__INSTRUCTIONS FOR THE TASK__. Repeat each line word for word.

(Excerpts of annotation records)
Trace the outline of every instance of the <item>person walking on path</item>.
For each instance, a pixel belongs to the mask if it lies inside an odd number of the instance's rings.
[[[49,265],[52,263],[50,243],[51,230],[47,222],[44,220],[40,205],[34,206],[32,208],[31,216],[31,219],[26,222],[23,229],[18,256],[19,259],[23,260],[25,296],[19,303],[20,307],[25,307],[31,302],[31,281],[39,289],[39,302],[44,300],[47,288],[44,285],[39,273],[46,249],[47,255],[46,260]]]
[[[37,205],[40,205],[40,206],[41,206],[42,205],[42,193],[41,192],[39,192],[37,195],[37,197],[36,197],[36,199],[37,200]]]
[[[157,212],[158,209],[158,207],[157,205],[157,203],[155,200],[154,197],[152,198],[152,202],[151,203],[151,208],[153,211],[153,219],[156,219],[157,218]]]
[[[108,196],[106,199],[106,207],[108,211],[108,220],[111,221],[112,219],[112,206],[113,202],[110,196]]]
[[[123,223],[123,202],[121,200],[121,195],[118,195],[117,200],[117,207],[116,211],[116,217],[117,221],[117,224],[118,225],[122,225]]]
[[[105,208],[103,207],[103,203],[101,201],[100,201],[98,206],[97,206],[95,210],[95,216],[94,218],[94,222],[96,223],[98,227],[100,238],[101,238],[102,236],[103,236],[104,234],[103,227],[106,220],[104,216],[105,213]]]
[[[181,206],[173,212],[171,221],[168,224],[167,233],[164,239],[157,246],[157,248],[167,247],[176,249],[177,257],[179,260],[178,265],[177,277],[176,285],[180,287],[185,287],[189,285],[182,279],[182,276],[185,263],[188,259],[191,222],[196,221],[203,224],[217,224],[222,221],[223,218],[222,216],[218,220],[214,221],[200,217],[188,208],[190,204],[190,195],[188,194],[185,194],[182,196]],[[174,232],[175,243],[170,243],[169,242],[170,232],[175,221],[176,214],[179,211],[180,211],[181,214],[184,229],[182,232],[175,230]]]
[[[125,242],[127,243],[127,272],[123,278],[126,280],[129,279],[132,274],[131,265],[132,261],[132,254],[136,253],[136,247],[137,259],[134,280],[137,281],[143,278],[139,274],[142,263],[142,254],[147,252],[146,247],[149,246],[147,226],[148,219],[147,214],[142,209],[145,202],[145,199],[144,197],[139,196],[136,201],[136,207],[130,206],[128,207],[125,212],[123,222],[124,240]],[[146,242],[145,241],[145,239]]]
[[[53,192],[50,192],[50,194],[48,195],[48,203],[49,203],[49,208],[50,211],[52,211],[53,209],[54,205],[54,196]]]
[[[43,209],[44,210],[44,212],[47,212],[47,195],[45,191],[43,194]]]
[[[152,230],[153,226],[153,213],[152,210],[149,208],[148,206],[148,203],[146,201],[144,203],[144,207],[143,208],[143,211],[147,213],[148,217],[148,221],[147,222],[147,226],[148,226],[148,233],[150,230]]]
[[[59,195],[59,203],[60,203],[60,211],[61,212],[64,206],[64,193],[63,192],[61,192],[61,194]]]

__RIGHT ANSWER__.
Trace the outline of every instance of the <item>person walking on path</item>.
For each instance, a pixel belongs to the mask if it lies inside an odd number of the instance's rings.
[[[49,265],[52,263],[50,243],[51,230],[47,222],[44,220],[40,205],[34,206],[32,208],[31,216],[31,219],[26,222],[23,229],[18,256],[19,259],[23,260],[25,296],[19,303],[20,307],[25,307],[31,302],[31,281],[39,289],[39,302],[44,300],[47,288],[44,285],[39,273],[46,249],[47,255],[46,260]]]
[[[37,205],[40,205],[40,206],[41,206],[42,205],[42,193],[41,192],[39,192],[37,195],[37,197],[36,197],[36,199],[37,200]]]
[[[157,212],[158,209],[158,207],[157,205],[157,203],[155,200],[154,197],[152,198],[152,202],[151,203],[151,208],[153,211],[153,219],[156,219],[157,218]]]
[[[108,196],[106,199],[106,207],[108,211],[108,220],[111,221],[112,219],[112,206],[113,202],[110,196]]]
[[[123,223],[123,202],[121,200],[121,195],[118,195],[117,200],[117,207],[116,211],[116,217],[117,221],[117,224],[118,225],[122,225]]]
[[[105,208],[103,207],[103,203],[101,201],[100,201],[98,206],[97,206],[95,210],[95,216],[94,218],[94,222],[96,223],[98,227],[100,238],[101,238],[102,236],[103,236],[104,234],[103,227],[106,220],[104,216],[105,213]]]
[[[181,206],[173,212],[171,221],[168,224],[167,233],[164,239],[157,246],[157,248],[167,247],[176,249],[177,257],[179,260],[178,265],[177,277],[176,285],[180,287],[185,287],[189,285],[182,279],[182,276],[185,263],[188,259],[191,222],[196,221],[203,224],[217,224],[222,221],[223,218],[222,216],[218,220],[214,221],[200,217],[188,208],[190,204],[190,195],[188,194],[185,194],[182,196]],[[174,232],[175,243],[170,243],[169,242],[170,232],[175,221],[176,214],[179,211],[180,211],[181,214],[184,229],[182,232],[175,230]]]
[[[125,242],[127,243],[127,272],[123,278],[126,280],[129,279],[132,274],[131,265],[132,261],[132,254],[136,253],[136,247],[137,259],[134,280],[137,281],[143,278],[139,274],[142,263],[142,254],[147,252],[146,247],[149,246],[147,226],[148,219],[147,214],[142,209],[145,202],[145,199],[144,197],[139,196],[136,201],[136,207],[130,206],[128,207],[125,212],[123,222],[124,240]],[[146,242],[145,241],[145,239]]]
[[[53,192],[50,192],[50,194],[48,195],[48,203],[49,203],[49,208],[50,211],[52,211],[53,209],[54,205],[54,196]]]
[[[43,209],[44,210],[44,212],[47,212],[47,195],[45,191],[43,194]]]
[[[152,230],[153,226],[153,213],[152,210],[149,208],[148,206],[148,203],[146,201],[144,203],[144,207],[143,208],[143,211],[147,213],[148,217],[148,221],[147,222],[147,226],[148,226],[148,233],[150,230]]]
[[[59,195],[59,203],[60,203],[60,211],[61,212],[64,206],[64,193],[63,192],[61,192],[61,194]]]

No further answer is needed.